Text extract:
◇ ◇ ◇
# Exploratory Data Analysis with Neptune

## Introduction

When executing exploratory data analysis, you can use Neptune namespaces to organize, visualize and compare dataset statistics.

By the end of this guide, you will learn how to organize your run to track exploratory data analysis metadata, so that you can easily analyze the results.

[See this example in Neptune]()

## Before you start

This notebook example lets you try out Neptune anonymously, with zero setup.

* If you're running the notebook on your local machine, you need to have [Python](https://www.python.org/downloads/) and [pip](https://pypi.org/project/pip/) installed.
* If you want to see the example logged to your own workspace instead:
    * Create a Neptune account → [Take me to registration](https://neptune.ai/register)
    * Create a Neptune project that you will use for tracking metadata → [Tell me more about projects](https://docs.neptune.ai/administration/projects)

## Install Neptune and dependencies

In [None]:
! pip install -U neptune-client matplotlib numpy pandas scikit-learn seaborn==0.11.2

## Import dependencies

In [None]:
import matplotlib.pyplot as plt
import neptune.new as neptune
import seaborn as sns
from neptune.new.types import File
import sys
from pathlib import Path
import os

try:
    grandparent_dir = Path.absolute(Path(__file__)).parent.parent
    sys.path.append(os.path.join(os.getcwd(), Path.relative_to(grandparent_dir, os.getcwd())))
◇ ◇ ◇
Object detection data:
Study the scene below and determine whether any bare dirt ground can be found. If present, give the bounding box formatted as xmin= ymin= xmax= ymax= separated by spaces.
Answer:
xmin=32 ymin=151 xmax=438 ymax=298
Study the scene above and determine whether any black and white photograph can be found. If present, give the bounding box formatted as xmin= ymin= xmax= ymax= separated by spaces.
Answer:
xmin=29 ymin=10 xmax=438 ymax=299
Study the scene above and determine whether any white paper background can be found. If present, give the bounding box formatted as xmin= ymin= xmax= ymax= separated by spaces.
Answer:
◇ ◇ ◇
What to produce:
Answer these questions from the Neptune guide on exploratory data analysis:
1. What do Neptune namespaces let you do with dataset statistics?
2. What must be installed to run the notebook on a local machine?
3. Which seaborn version does the install command specify?
None of the items is required here.

Task response:
1. Organize, visualize and compare them.
2. Python and pip.
3. 0.11.2.